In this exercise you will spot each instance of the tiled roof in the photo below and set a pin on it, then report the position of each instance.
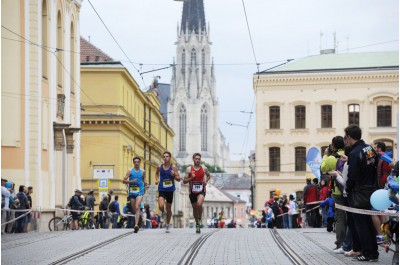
(90, 53)
(225, 181)
(342, 61)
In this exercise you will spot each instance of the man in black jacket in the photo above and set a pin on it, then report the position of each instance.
(361, 174)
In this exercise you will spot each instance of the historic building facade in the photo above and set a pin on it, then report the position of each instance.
(40, 99)
(193, 105)
(306, 102)
(118, 122)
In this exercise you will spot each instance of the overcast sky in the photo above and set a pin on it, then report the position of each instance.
(290, 29)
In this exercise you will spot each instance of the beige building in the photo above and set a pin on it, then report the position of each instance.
(306, 102)
(40, 98)
(119, 122)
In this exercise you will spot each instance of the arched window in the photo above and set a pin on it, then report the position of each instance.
(204, 128)
(72, 59)
(193, 56)
(182, 129)
(45, 53)
(59, 45)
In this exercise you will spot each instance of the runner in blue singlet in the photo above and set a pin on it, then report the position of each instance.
(135, 178)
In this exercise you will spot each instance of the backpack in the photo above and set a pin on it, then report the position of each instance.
(112, 207)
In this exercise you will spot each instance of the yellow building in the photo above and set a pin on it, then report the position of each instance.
(40, 113)
(308, 101)
(118, 122)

*TASK TO COMPLETE:* Copy the entire listing above word for word, omitting the picture.

*WRITTEN SOLUTION:*
In this exercise you will spot each instance of the tiled roof in the photo below and set a pin on it, then report the position of each instance.
(90, 53)
(225, 181)
(342, 61)
In this exercise you will spot each instance of the man in black jacket in the photo above and set a pin on it, then report the position of each instance.
(361, 174)
In this exercise you will spot each instance of the historic building facade in the photo above and set a pin on it, then report the position of each instance.
(40, 99)
(193, 105)
(306, 102)
(118, 122)
In this exercise you will spot each instance of the overcast sky in the photo above and set a pin on it, then report the position of each instance.
(290, 29)
In this exercise you will spot each instance of the beige building in the photo above and set a pin on it, then report the position of each instance.
(306, 102)
(40, 98)
(119, 122)
In this exercise you will spot each instance of the arched window in the photo above and set a pin on it, then report the position of each instance.
(204, 128)
(72, 59)
(193, 56)
(182, 129)
(45, 53)
(59, 45)
In this exercise you will spot each instance of the runner in blue singlet in the photo above and set a pin on it, then report the position of each instance.
(135, 178)
In this exercise you will spot each instance of the backpack in the photo above and set a pin on it, then report the position of each instance.
(112, 207)
In this exercise you will spot each instance of the yellow building in the photo above and set a pin on it, then report the position of each instance.
(40, 113)
(308, 101)
(118, 122)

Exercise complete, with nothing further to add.